GOAL OF THE EXERCISE:
Which lines in the records below contain the string "black"? Gather every one of them in full, and treat uppercase and lowercase as different.

--- START OF THE DATA ---

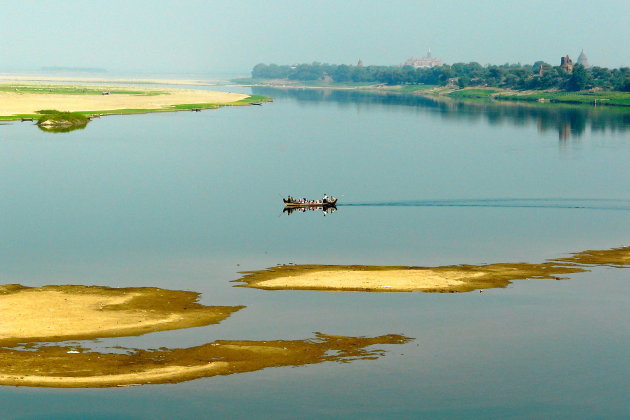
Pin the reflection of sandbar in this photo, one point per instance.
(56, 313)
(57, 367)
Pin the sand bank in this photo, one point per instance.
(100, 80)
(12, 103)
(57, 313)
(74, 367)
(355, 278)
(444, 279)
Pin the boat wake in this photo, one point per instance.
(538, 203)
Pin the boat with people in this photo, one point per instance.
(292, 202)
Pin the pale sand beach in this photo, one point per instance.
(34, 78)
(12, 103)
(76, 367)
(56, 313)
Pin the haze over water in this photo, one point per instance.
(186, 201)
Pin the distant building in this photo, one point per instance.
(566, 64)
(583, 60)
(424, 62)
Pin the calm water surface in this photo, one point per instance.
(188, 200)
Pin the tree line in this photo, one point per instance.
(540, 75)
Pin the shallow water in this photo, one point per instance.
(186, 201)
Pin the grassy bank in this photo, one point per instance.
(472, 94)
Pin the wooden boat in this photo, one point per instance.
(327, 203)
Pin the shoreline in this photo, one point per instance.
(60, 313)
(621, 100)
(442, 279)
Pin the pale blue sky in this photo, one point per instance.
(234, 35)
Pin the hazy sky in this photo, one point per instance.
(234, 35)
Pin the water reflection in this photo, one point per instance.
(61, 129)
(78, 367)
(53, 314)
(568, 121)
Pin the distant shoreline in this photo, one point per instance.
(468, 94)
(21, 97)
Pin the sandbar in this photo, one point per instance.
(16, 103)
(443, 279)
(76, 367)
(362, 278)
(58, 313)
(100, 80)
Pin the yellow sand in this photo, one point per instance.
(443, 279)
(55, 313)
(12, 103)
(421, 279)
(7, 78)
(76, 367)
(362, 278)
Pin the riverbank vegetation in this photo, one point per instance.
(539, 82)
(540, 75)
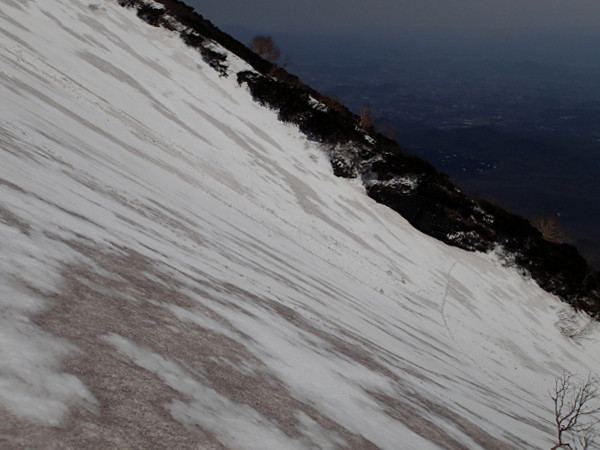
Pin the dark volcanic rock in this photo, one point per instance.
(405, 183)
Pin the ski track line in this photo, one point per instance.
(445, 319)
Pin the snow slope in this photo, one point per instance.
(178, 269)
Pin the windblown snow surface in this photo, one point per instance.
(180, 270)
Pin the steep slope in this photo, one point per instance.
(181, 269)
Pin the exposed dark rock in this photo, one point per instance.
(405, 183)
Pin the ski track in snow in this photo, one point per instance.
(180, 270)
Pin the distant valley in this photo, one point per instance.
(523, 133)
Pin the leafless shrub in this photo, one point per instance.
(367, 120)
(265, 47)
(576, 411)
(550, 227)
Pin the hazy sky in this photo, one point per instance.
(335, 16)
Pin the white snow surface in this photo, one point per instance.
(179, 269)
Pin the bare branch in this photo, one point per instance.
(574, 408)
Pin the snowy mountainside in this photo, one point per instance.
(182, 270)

--- END OF THE DATA ---
--- START OF THE DATA ---

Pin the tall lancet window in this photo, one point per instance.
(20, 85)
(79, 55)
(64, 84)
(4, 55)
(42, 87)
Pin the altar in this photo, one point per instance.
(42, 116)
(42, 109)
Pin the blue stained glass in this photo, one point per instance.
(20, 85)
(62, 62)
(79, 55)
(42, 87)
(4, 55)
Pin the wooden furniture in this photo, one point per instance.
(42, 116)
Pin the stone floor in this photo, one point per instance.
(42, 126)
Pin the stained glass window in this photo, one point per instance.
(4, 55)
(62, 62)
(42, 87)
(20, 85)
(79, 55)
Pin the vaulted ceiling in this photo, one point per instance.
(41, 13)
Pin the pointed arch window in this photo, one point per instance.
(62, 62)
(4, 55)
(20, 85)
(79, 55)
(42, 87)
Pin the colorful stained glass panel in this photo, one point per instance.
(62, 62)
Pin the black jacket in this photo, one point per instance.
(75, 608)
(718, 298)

--- END OF THE DATA ---
--- START OF THE DATA ---

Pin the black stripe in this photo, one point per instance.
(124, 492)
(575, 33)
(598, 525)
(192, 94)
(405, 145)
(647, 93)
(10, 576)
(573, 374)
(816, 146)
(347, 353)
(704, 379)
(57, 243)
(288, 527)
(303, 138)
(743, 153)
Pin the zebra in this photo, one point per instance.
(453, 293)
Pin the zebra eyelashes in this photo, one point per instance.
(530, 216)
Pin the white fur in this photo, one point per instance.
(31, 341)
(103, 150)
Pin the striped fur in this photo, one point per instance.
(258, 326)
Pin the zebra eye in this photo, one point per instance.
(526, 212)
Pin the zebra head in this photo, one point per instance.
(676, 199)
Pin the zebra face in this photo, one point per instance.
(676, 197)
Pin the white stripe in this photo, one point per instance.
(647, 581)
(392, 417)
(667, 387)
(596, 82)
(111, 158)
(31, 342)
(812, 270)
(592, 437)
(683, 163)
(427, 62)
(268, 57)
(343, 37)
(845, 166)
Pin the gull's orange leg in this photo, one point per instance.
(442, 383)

--- END OF THE DATA ---

RESULT:
Pin the black jacket in this photo, one point per instance.
Pin the black stripe in this photo, one point per instance.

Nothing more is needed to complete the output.